TASK DATA:
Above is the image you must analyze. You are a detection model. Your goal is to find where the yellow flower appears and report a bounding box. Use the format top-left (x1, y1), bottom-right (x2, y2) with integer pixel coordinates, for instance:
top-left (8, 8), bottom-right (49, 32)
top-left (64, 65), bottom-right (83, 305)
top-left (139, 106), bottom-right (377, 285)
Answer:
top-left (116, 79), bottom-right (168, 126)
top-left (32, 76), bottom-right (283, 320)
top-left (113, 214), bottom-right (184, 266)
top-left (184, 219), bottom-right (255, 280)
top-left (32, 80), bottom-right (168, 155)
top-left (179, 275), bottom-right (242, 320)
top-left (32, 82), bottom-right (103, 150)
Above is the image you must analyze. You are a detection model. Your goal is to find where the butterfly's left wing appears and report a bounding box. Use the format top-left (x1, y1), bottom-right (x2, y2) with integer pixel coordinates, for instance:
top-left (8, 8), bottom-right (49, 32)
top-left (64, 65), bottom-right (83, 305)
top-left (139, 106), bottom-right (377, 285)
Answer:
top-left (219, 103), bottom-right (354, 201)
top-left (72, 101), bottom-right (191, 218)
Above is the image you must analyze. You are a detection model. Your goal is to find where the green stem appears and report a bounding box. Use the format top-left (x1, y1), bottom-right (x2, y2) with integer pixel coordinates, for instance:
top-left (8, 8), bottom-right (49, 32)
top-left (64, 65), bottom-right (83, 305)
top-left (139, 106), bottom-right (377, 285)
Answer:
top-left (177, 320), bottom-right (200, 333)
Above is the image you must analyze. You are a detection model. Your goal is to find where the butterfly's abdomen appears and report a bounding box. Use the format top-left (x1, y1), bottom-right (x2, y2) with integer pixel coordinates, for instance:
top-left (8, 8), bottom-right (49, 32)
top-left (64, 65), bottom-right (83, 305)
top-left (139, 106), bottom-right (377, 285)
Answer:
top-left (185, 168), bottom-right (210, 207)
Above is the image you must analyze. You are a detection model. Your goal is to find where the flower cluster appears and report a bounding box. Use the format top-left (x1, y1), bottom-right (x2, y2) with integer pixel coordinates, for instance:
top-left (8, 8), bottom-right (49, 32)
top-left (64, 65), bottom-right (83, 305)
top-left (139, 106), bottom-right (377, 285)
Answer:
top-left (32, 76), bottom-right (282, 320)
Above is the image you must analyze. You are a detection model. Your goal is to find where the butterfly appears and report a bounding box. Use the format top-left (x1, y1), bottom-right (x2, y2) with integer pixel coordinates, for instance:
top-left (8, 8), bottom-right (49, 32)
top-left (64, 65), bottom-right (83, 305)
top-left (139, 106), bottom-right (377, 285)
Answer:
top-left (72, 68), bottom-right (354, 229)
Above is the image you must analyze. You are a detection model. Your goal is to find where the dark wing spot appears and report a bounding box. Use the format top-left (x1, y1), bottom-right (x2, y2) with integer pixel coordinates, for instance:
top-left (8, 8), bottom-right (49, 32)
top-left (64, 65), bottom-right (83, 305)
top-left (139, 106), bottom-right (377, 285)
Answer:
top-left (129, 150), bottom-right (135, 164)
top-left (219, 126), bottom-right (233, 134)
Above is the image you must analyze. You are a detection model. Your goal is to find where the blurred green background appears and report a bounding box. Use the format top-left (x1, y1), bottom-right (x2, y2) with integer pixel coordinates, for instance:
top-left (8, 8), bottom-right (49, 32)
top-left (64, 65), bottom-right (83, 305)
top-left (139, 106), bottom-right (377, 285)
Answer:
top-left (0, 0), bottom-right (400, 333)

WHAT YOU NEED TO DO:
Can you retype, character for character, the lines from the one containing "where the flower" up to and including the one containing "top-left (32, 76), bottom-right (282, 320)"?

FINISHED ANSWER:
Above is the image you must analyze. You are a detection model. Your goal is to find where the flower cluster appears and report a bounding box. Use the format top-left (x1, y1), bottom-right (x2, y2) with integer pixel coordinates, for instance:
top-left (8, 8), bottom-right (49, 32)
top-left (64, 65), bottom-right (83, 305)
top-left (139, 106), bottom-right (377, 285)
Answer:
top-left (32, 76), bottom-right (282, 320)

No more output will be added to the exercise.